Tasks to perform:
(A) From the passage on sports leagues and legalized gambling, list the baseball teams it names as lottery partners.
(B) Write the next paragraph of the passage on sports leagues and legalized gambling, picking up after its final sentence.

Selection:
— BEGIN —
Here’s the truth of the matter: The leagues have to maintain this anti-gambling stance for simple public relations reasons. In this manner, should anything on par with the NBA’s Tim Donaghy scandal again arise, the league(s) can claim with a straight face, “We did all we could to prevent this from happening. We have stood against legalized gambling. We have rules in place. We have investigative divisions. Yet this scandal still occurred. But we have rooted out the problem and will move forward.”
Despite the leagues anti-gambling argument, they really aren’t 100 percent against state-sponsored gambling. NFL, NHL, and MLB teams have allowed their team logos to be incorporated in state lottery scratch-off tickets. The Green Bay Packers, New Orleans Saints, Washington Redskins, Baltimore Ravens and Cleveland Browns are all featured on lottery tickets. The Boston Bruins and Pittsburgh Penguins were lottery partners as well. So, too, are the Chicago Cubs, Chicago White Sox, St. Louis Cardinals, and Los Angeles Dodgers among other MLB teams.
— END —
Record extracts:
— BEGIN —
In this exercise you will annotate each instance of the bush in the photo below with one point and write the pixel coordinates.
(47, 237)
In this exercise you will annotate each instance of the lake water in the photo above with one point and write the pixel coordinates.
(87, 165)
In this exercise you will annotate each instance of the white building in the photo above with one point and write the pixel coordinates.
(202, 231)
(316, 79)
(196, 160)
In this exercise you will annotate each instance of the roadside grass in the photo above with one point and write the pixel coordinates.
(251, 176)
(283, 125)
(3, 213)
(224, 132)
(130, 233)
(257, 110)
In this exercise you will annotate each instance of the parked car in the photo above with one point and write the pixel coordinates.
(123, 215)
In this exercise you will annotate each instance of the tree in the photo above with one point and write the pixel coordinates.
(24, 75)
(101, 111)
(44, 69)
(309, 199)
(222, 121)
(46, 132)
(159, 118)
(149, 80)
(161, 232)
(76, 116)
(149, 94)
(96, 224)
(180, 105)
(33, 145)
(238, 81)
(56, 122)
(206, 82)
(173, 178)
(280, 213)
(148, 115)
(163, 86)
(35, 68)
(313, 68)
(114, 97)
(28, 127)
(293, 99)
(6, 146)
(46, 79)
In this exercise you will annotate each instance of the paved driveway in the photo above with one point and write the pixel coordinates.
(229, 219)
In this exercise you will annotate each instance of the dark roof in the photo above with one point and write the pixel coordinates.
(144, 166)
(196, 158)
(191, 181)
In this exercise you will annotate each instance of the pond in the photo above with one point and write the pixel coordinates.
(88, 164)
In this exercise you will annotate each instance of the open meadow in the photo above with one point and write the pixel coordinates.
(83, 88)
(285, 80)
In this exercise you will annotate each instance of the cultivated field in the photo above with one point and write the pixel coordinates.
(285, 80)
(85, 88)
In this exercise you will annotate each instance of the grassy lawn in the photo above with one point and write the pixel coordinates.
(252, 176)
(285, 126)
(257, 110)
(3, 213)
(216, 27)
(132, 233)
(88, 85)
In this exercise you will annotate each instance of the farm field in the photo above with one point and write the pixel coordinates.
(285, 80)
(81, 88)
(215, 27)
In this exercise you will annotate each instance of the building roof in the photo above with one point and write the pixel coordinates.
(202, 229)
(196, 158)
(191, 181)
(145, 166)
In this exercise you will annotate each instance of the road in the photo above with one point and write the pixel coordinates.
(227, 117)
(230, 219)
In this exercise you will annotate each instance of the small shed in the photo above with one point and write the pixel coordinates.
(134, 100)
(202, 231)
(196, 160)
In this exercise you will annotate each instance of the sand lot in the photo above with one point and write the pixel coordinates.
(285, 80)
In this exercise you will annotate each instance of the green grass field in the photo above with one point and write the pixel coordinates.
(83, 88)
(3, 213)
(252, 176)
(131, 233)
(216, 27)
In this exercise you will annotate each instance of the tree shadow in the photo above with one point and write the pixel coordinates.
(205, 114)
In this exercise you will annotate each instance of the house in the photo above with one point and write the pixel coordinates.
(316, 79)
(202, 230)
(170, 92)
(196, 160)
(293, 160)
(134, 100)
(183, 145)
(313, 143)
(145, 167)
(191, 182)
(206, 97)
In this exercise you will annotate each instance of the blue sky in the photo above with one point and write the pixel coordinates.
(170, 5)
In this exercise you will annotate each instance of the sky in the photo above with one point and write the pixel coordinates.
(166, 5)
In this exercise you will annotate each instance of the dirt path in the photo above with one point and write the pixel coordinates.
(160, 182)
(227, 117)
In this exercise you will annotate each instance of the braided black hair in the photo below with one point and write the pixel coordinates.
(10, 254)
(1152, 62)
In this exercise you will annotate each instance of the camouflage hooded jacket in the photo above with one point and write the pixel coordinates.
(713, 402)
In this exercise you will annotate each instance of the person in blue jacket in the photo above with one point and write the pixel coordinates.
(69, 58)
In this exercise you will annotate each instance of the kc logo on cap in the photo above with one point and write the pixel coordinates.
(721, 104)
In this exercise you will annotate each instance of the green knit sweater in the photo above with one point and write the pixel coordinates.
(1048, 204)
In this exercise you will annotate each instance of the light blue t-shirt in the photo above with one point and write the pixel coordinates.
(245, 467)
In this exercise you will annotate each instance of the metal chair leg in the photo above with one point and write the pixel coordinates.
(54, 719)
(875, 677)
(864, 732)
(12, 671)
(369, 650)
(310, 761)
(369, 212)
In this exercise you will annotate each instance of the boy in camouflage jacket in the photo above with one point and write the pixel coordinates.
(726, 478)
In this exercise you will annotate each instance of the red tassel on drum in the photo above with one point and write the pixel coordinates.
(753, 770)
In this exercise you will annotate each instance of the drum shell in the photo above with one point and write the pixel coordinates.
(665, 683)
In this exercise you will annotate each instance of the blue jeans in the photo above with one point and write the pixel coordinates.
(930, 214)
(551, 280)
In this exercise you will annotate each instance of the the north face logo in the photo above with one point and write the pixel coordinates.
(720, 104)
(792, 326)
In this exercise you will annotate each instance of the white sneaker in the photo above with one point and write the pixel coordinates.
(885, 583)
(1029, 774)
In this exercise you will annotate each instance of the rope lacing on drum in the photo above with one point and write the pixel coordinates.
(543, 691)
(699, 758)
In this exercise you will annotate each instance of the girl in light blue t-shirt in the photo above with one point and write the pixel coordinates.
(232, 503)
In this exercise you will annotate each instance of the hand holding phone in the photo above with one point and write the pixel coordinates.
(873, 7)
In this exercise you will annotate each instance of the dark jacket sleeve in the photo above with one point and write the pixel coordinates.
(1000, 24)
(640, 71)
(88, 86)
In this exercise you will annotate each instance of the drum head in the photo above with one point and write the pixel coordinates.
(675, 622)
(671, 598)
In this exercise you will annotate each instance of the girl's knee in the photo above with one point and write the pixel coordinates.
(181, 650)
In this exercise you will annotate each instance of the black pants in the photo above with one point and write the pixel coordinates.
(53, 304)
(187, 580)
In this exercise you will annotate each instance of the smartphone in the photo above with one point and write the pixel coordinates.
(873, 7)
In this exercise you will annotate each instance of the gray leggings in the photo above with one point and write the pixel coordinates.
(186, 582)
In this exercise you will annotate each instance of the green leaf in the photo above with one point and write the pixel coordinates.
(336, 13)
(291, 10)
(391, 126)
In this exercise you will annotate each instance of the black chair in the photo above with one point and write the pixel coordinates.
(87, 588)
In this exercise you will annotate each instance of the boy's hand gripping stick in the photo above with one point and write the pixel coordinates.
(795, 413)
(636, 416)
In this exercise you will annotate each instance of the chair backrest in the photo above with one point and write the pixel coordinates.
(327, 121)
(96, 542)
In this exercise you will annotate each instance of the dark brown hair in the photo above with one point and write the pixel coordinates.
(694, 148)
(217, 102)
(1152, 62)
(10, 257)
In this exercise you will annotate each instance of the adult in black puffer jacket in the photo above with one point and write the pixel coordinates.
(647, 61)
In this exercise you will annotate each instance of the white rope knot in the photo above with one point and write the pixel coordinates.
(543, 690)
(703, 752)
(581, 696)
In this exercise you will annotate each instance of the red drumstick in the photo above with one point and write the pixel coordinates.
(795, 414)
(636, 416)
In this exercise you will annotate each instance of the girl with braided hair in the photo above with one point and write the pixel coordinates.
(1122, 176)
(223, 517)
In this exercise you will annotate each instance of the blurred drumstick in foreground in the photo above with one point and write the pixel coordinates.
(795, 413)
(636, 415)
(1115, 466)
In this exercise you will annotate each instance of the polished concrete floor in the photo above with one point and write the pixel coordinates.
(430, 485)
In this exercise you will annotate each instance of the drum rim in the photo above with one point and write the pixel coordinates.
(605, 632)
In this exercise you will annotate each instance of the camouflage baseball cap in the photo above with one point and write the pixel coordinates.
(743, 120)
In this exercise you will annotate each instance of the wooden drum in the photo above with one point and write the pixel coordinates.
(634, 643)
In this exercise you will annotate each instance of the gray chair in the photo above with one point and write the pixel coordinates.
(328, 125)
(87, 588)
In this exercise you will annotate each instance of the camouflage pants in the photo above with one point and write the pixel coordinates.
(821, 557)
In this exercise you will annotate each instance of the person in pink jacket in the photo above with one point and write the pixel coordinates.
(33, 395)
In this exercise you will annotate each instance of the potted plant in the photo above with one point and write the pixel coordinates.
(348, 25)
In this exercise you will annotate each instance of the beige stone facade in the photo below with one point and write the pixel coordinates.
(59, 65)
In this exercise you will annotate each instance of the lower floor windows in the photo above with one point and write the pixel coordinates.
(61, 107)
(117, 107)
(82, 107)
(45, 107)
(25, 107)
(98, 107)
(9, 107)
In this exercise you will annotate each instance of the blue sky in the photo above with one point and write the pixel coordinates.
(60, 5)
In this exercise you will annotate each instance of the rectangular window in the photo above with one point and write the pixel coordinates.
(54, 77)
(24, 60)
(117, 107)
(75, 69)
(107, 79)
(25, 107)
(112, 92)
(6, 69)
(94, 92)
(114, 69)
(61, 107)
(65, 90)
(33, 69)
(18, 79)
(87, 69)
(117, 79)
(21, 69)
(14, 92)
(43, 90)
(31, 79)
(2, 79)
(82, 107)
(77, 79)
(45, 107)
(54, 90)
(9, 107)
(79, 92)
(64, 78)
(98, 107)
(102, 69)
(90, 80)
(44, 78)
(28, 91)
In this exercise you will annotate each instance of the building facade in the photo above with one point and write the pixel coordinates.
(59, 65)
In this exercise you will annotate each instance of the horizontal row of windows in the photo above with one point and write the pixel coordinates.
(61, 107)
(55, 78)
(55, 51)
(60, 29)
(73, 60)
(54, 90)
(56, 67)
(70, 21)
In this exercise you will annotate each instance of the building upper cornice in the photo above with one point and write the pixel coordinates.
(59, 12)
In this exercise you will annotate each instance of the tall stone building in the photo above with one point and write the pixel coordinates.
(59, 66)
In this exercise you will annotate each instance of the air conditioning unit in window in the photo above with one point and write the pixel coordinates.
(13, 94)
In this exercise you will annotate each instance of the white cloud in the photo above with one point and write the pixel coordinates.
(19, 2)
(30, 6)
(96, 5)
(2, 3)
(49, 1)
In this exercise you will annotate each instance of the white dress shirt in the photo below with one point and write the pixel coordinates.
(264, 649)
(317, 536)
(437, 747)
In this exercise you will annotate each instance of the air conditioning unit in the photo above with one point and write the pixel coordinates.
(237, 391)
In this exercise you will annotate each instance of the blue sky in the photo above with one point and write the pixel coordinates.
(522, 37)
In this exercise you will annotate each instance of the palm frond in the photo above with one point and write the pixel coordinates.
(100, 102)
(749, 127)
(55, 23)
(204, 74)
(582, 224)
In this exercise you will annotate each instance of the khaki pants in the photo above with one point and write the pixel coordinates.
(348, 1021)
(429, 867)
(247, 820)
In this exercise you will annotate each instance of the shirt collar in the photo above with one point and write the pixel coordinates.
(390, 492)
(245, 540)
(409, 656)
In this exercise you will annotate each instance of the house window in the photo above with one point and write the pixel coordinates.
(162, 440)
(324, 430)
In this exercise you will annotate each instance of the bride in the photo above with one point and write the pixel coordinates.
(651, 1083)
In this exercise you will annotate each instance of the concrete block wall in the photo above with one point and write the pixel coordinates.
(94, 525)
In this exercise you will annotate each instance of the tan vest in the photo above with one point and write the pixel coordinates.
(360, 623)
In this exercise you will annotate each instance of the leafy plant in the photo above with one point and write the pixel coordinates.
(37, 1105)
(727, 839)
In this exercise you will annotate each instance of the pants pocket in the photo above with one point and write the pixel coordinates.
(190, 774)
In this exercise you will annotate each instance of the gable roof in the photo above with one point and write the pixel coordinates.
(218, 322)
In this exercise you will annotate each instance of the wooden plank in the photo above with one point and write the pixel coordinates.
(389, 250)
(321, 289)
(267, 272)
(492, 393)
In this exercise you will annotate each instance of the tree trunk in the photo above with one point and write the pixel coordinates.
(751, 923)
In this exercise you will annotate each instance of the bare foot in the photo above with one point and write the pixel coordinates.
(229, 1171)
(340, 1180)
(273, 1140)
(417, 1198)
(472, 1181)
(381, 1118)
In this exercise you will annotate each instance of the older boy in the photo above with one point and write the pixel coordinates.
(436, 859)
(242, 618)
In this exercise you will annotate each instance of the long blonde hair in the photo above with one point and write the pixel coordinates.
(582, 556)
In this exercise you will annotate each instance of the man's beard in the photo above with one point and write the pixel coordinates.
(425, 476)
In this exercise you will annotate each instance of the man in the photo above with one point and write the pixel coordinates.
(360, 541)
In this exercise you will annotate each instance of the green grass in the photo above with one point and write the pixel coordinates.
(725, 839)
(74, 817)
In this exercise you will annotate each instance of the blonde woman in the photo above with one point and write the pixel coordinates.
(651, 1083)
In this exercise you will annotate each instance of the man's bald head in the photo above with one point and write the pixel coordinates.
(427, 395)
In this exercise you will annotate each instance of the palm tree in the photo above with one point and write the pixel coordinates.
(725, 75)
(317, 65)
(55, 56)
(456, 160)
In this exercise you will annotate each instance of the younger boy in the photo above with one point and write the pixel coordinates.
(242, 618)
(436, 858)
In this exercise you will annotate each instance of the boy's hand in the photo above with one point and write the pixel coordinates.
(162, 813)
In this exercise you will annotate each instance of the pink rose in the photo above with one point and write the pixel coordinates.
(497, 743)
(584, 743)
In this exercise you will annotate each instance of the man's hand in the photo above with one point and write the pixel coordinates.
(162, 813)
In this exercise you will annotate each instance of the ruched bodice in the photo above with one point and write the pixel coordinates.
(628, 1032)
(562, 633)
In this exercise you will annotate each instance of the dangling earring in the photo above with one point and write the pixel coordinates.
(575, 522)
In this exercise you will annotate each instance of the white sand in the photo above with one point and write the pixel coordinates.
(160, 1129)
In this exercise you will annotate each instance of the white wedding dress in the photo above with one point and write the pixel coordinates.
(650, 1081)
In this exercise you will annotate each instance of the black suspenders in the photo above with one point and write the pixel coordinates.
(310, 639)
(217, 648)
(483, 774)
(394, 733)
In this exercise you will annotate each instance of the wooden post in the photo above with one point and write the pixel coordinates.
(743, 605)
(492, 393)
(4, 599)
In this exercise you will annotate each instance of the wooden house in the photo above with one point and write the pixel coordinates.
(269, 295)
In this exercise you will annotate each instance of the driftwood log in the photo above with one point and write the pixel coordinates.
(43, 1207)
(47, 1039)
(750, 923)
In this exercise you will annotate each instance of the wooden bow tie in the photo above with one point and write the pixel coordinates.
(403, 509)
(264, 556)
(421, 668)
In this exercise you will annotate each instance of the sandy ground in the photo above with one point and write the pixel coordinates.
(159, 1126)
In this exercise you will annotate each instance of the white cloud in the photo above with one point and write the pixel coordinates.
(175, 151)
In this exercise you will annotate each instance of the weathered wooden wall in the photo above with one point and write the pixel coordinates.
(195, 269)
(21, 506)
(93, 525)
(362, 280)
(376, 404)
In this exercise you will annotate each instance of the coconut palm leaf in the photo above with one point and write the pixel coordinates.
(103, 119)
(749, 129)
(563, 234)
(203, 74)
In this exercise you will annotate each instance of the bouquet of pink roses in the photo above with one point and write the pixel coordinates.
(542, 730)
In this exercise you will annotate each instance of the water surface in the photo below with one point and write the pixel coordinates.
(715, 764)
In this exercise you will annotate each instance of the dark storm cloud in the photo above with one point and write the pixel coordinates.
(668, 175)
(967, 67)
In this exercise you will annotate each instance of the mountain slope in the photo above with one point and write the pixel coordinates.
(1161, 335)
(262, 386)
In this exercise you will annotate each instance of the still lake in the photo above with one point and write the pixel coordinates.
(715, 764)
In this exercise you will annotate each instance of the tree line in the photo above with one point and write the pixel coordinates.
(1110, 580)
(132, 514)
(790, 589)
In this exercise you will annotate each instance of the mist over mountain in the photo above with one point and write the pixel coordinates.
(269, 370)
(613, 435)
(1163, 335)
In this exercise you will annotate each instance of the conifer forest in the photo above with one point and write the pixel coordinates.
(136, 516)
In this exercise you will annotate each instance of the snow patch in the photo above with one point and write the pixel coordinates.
— END —
Results for each task:
(A) Chicago Cubs, Chicago White Sox, St. Louis Cardinals, Los Angeles Dodgers

(B)
Why? Because the leagues can profit from this situation (and even though team season tickets are one of the prizes offered in these lotteries, none of this gambling is related to actual game results). If they could somehow profit off of legalized sports gambling, it’s likely the leagues’ stance would instantly change to a pro-gambling position.
But until that time, the leagues will continue to trot out these well-worn excuses for why sports gambling should remain illegal despite a public want for its legalization.
However, should New Jersey win its legal battle against the sports leagues, be ready for the sports gambling floodgates to open. California has already passed legislation to legalize it, and other states with casino gambling and horse tracks will also follow suit.
And then we can see if any of the leagues’ arguments really hold water.